> [Enunciado 1] No texto sobre as constituições antigas em vigor, que posição a CF/88 ocupa entre as leis fundamentais vigentes no Brasil desde a independência?
> [Enunciado 2] Dê continuidade ao texto sobre as constituições mais antigas ainda em vigor, começando logo após a última frase apresentada.

> [Texto da página]
Olá, pessoal! Eu sou apaixonada por História há tempos, bem como amo Direito Constitucional. Sou Bacharel em Direito pela Faculdade de Direito de Santa Maria (FADISMA), Advogada e Especialista em Direito Constitucional pela Faculdade Damásio de Jesus.
Essa publicação foi feita por um amigo escritor, Bacharel em Direito e amante de História, Mateus Ernani Heinzmann Bülow. Como ele entende de História profundamente, combinamos que ele escreveria um texto sobre as dez constituições mais antigas que permanecem em vigor. O texto ficou maravilhoso e incrivelmente enriquecedor tanto do ponto de vista cultural quanto da perspectiva histórica e jurídica.
Particularmente, as histórias constitucionais que mais me chamaram a atenção foram a de Luxemburgo, Estados Unidos e San Marino. E você, leitor? Qual é a sua história constitucional favorita? Qual é a sua Constituição predileta? Conte-nos após a leitura! Salienta-se que minha Constituição favorita é a brasileira apesar de todas as críticas quanto ao nosso sistema jurídico, da atuação polêmica do nosso Supremo Tribunal Federal e dos dissabores quanto à (in)eficácia de algumas normais constitucionais. Boa leitura!
10 Constituições Antigas que continuam em Vigor.
Em 2018, a
Constituição Federal do Brasil completou trinta anos de existência. A CF/88 é a
oitava lei fundamental a vigorar em terras brasileiras, desde a independência,
seguindo uma longa e tortuosa história de instabilidade, acompanhando doses
generosas de progresso. Apesar de jovem, nossa constituição de 1988 é mais
velha e durável em comparação com as leis fundamentais de outros países, tais
como o Afeganistão (2004), Andorra (1993), Benin (1990), Mongólia (1992), Venezuela
(1998), entre outros.
Qual seria o
“prazo de validade” de uma constituição? Essa pergunta era realizada desde os
primórdios do constitucionalismo, ocorrido na passagem da Idade Moderna à Era
Contemporânea. Há relatos de que Thomas Jefferson, o principal autor da
Declaração de Independência dos Estados Unidos, teria dito (com certo exagero,
obviamente) que as constituições necessitavam substituição de quinze em quinze
anos. Entretanto, algo resistente à passagem do tempo, se adaptando às mudanças
na sociedade, é sempre digno de nota, sobretudo uma constituição.

> [Dados fornecidos]
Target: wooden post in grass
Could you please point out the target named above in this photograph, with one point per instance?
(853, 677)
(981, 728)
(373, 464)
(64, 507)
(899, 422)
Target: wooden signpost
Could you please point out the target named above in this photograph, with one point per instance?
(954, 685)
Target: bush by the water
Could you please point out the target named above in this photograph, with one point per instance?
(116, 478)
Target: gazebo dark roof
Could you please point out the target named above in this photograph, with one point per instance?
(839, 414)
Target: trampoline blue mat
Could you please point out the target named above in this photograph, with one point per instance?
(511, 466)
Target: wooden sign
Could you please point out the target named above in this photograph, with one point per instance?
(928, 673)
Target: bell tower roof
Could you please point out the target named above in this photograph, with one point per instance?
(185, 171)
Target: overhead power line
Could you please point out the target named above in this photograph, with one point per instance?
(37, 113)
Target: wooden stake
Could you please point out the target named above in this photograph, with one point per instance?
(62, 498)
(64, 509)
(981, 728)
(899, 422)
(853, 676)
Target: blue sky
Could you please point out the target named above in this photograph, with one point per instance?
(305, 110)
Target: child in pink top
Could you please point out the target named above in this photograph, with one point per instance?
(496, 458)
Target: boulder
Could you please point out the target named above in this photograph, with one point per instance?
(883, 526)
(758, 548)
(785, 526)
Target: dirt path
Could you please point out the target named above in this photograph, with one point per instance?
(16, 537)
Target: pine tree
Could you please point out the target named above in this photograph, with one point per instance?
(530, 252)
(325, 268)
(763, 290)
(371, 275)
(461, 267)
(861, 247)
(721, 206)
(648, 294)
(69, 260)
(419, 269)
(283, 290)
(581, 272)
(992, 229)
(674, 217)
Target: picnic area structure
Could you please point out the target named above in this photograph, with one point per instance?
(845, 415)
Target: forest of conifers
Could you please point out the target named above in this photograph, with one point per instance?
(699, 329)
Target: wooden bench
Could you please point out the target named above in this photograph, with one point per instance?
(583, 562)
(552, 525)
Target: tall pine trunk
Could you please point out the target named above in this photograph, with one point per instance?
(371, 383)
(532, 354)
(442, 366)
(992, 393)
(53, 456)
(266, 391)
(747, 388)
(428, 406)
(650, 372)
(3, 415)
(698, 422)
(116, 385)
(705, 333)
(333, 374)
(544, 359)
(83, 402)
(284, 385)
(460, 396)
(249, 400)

> [Resposta da tarefa 1] A CF/88 é a oitava lei fundamental a vigorar no Brasil desde a independência.

> [Resposta da tarefa 2]
Foi pensando
nessas “heroínas da resistência” que fiz essa lista, contendo as dez leis
fundamentais mais antigas que ainda se encontram em vigor, todas anteriores ao
Século XX. Deve se frisar que algumas delas não estão livres de críticas,
especialmente sobre o verdadeiro caráter delas, se são constituições legítimas
ou meros arremedos elevados à categoria de leis fundamentais. Boa leitura!
10-Tonga (1875).
À primeira vista,
esse pequeno reino no Oceano Pacífico não difere de outras nações e
dependências nas Ilhas Polinésias. Entretanto, Tonga possui uma história
deveras interessante: além de nunca ter sido uma colônia de países europeus ou
dos EUA, essa minúscula nação composta de 177 ilhas foi a primeira entidade na
região a contar com uma constituição, da qual nunca se desfez.
Tonga surgiria
como nação após uma série de batalhas e alianças conduzidas por George Tupou I,
em uma odisseia que terminaria em 1852, com a derrota do último líder tribal
independente. O reinado de George Tupou I, entretanto, não seria focado apenas
em guerras: em 1835, o monarca aboliu a servidão em territórios
recém-conquistados, e em 1838 foi criado o Código de Vava’u, o primeiro
conjunto de leis escritas no arquipélago, e fortemente influenciado pela fé
Metodista, à qual o rei havia se convertido.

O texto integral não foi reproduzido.